§ **PROBLEM STATEMENT**
Return the listing in full. Keep each line exactly as it is.

§ **PROVIDED RECORDS**
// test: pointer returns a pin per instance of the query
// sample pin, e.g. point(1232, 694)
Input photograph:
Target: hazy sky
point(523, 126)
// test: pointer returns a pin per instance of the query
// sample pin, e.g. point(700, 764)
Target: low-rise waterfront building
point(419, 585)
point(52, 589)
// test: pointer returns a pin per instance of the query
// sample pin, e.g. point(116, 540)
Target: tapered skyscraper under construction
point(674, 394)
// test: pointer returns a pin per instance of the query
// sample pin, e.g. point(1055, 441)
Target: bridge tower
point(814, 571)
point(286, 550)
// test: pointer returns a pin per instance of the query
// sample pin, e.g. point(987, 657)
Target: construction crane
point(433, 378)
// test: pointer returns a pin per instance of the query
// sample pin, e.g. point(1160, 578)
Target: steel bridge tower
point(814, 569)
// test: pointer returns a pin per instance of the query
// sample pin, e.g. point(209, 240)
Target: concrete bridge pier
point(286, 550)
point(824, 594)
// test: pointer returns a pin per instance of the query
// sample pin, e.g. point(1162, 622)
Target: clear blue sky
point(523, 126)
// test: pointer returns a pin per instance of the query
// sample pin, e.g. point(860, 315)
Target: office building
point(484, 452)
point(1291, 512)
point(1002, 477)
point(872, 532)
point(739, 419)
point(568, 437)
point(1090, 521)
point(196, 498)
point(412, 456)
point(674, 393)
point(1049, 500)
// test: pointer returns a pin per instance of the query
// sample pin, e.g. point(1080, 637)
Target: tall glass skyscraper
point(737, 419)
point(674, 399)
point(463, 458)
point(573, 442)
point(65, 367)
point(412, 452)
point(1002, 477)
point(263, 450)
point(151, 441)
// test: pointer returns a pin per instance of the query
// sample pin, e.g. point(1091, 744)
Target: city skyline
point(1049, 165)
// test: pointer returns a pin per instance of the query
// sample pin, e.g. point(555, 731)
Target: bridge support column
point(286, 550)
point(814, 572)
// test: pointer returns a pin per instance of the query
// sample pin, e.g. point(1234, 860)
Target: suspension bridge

§ **ANSWER TO THE PROBLEM**
// test: pointer returns a pin per instance of the query
// sample pin, e.g. point(1232, 694)
Input photograph:
Target: hazy sky
point(523, 126)
// test: pointer returns a pin per instance of the query
// sample pin, e.g. point(700, 764)
Target: low-rise waterfront building
point(419, 585)
point(52, 589)
// test: pointer returns a pin per instance of the query
// sample pin, e.g. point(116, 540)
Target: tapered skyscraper under construction
point(674, 394)
// test: pointer returns a pin per instance of the query
// sample pin, e.g. point(1055, 441)
Target: bridge tower
point(814, 571)
point(286, 550)
// test: pointer returns a pin per instance of the query
// sample pin, e.g. point(987, 657)
Target: construction crane
point(433, 378)
// test: pointer returns a pin per instance of the query
// sample pin, e.g. point(1160, 578)
Target: steel bridge tower
point(814, 569)
// test: pointer returns a pin per instance of the query
// sample pin, e.g. point(209, 240)
Target: concrete bridge pier
point(286, 550)
point(824, 594)
// test: pointer returns a pin per instance of the query
// sample pin, e.g. point(1162, 622)
Target: clear blue sky
point(523, 126)
// test: pointer returns a pin per instance of the query
// sample pin, e.g. point(860, 315)
Target: office building
point(484, 452)
point(1291, 512)
point(1002, 477)
point(872, 532)
point(739, 419)
point(568, 437)
point(1090, 521)
point(196, 498)
point(412, 456)
point(674, 393)
point(1049, 500)
// test: pointer returns a pin per instance of the query
// sample pin, e.g. point(1080, 637)
Target: tall glass skyscraper
point(737, 419)
point(674, 399)
point(463, 458)
point(573, 442)
point(65, 367)
point(412, 452)
point(1002, 477)
point(263, 450)
point(151, 441)
// test: pointer returns a pin per instance of the query
// sample pin, e.g. point(1091, 744)
Target: city skyline
point(1049, 165)
// test: pointer returns a pin per instance of the query
// sample pin, e.g. point(555, 731)
Target: bridge support column
point(286, 550)
point(814, 572)
// test: pointer returns a pin per instance of the query
// sample pin, e.g. point(1234, 860)
Target: suspension bridge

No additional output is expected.